◆ Text passage:
Surgical Technique (With Video illustration)

Video 1 demonstrates with surgical technique of Arthroscopic Latarjet procedure using FiberTape cerclage (Arthrex, Naples, FL) using as simplified suture shuttling technique through the osteotomized coracoid.

Preoperative Evaluation

The patients are evaluated with radiographs and 3-dimensional (3D) computed tomography (CT) scans to assess the bone loss from the anterior glenoid (bony Bankart) and humeral head (Hill–Sachs lesion) (Fig 1). The best-fit circle method is used on the glenoid face 3D CT image to measure the glenoid bone loss in the anteroposterior dimension of the glenoid.¹⁰^,¹¹ The glenoid track is calculated and compared with Hill–Sachs interval. If the Hill–Sachs interval is found to be more than the glenoid track (off-track bipolar bone loss), the decision of adding a remplissage procedure is made depending on the age, sporting demands, and other significant parameters that may put the Latarjet procedure at a risk of inadequacy.¹²

Fig 1 — Preoperative computed tomography scan with 3-dimensional reconstruction. (A) Diagram showing the “best-fit circle method” to determine bone loss on the anterior glenoid of the right shoulder. (B) Affected glenoid (right side) with 21.2% anterior bone loss. (C) Glenoid on the normal side (left side).

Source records
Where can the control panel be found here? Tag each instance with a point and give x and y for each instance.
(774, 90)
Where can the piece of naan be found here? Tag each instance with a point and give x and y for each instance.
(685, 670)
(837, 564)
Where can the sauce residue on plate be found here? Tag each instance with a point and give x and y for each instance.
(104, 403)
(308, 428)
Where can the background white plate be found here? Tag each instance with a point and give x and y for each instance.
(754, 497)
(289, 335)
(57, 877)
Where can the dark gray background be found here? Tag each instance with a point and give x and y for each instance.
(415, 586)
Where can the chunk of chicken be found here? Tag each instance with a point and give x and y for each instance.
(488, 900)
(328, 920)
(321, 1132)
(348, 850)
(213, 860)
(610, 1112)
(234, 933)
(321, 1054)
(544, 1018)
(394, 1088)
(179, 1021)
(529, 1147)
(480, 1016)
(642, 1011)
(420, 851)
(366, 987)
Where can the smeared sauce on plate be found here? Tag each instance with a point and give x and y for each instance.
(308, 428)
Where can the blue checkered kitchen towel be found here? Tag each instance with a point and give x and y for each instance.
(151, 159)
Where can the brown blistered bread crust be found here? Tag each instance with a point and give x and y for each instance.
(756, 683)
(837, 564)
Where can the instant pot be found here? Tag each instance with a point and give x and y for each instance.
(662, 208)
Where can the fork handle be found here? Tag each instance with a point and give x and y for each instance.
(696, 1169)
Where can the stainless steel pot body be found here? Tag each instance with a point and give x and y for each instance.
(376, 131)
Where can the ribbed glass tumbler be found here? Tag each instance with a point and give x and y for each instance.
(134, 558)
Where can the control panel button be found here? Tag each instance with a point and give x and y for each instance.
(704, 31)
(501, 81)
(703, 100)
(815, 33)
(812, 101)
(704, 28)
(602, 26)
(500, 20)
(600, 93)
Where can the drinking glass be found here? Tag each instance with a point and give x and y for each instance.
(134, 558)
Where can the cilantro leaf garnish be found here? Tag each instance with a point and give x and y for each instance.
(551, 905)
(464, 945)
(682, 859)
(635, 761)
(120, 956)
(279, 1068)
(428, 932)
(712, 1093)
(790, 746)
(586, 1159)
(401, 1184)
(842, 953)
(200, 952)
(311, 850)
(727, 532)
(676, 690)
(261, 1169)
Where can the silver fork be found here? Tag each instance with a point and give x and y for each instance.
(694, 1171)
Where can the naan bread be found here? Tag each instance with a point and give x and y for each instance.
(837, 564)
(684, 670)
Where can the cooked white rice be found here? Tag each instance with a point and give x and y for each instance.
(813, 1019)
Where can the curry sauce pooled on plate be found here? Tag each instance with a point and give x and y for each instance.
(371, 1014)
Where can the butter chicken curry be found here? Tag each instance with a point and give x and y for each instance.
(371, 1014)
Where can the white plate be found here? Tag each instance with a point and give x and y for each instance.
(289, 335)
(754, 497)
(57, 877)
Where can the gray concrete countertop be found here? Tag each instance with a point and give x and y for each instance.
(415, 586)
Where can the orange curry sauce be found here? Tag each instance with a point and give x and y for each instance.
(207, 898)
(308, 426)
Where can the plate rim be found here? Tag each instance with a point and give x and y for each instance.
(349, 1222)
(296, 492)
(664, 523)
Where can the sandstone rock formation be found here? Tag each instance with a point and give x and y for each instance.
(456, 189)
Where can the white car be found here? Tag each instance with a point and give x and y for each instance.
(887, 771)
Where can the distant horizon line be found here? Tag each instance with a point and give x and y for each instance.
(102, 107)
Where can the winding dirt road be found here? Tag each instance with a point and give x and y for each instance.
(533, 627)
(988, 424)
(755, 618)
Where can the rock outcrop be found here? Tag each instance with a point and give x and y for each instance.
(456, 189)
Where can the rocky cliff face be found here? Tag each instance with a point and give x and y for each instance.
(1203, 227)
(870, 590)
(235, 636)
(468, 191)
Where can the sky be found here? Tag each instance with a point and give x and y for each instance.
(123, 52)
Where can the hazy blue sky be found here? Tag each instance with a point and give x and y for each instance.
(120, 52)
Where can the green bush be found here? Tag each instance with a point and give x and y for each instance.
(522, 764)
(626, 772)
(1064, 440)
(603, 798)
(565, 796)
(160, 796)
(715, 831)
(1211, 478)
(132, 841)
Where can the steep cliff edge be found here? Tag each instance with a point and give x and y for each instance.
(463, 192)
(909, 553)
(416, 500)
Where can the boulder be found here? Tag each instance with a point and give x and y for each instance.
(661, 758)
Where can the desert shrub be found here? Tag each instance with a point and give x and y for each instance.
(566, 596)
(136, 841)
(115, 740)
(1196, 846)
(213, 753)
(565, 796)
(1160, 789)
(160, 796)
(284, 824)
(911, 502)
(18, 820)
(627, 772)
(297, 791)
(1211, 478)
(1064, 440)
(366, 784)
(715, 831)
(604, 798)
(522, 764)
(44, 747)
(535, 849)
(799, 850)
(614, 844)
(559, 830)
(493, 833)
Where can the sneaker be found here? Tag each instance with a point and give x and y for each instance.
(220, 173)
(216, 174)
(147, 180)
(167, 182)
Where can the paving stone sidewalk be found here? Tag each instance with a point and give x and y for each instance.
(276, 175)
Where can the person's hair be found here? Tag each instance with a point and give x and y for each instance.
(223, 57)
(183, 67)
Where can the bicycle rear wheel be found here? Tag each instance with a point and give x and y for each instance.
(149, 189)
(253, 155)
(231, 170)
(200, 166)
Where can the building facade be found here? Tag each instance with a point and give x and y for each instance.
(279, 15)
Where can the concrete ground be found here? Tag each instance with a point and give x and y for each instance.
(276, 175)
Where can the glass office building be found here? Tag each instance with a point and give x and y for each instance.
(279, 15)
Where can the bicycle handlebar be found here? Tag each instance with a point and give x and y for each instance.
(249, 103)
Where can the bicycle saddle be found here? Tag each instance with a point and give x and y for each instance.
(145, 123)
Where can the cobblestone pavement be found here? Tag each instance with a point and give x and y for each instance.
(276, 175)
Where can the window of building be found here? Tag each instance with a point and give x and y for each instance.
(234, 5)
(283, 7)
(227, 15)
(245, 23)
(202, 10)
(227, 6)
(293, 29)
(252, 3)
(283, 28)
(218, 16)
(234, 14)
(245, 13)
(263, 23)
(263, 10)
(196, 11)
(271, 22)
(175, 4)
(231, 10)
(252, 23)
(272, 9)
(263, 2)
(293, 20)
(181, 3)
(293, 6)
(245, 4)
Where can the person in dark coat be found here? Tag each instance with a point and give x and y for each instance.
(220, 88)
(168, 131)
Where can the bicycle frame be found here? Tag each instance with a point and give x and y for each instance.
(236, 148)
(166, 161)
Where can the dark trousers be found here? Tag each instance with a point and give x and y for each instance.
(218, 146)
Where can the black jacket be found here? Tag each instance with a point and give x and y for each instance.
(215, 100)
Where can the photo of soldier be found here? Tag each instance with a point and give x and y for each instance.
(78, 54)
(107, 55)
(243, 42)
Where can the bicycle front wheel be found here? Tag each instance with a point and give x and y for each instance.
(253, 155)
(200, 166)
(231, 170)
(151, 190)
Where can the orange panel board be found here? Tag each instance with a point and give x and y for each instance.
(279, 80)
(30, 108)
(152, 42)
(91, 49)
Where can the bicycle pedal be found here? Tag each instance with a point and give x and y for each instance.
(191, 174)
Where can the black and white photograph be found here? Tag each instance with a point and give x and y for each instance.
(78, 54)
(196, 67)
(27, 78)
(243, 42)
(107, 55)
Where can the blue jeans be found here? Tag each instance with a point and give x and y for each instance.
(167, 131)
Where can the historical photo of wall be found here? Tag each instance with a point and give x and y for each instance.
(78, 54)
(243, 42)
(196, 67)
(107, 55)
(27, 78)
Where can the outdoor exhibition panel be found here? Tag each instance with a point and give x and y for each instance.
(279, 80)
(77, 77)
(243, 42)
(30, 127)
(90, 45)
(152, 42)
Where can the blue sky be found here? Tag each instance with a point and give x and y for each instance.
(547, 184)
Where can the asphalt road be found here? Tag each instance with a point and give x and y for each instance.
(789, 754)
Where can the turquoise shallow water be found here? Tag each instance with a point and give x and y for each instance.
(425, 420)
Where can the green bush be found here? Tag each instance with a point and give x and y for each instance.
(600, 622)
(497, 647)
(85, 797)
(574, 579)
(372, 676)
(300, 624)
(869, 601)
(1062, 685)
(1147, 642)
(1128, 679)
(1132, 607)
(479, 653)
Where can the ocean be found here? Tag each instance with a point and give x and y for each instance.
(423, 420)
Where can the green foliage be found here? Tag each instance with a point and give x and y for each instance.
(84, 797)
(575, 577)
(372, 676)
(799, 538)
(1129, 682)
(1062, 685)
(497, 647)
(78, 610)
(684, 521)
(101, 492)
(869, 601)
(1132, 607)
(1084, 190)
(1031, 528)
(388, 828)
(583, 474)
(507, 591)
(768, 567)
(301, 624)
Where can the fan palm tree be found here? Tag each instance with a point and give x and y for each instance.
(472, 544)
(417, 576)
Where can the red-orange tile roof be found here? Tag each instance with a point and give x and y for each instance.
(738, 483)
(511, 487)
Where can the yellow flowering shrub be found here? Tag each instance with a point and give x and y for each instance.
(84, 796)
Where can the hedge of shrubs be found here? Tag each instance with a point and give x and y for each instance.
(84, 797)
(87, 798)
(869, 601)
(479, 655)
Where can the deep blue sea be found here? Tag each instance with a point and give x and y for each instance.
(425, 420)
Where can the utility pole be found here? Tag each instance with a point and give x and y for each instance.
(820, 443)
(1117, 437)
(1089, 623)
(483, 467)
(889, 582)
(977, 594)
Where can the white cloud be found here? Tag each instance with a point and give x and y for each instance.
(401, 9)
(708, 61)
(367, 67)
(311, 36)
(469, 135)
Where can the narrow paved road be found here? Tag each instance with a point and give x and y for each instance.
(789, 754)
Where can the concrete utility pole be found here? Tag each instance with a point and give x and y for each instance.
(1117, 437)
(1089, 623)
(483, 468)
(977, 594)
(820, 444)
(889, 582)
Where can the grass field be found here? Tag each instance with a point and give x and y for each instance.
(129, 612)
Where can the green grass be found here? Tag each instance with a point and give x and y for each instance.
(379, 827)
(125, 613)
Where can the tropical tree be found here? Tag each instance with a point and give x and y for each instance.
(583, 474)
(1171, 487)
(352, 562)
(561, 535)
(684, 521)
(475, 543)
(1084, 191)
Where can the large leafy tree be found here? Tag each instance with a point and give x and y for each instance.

◆ Try it:
Can you quote the surgical technique text, starting at the words "Video 1 demonstrates" and ending after "the osteotomized coracoid."?

◆ Final answer:
Video 1 demonstrates with surgical technique of Arthroscopic Latarjet procedure using FiberTape cerclage (Arthrex, Naples, FL) using as simplified suture shuttling technique through the osteotomized coracoid.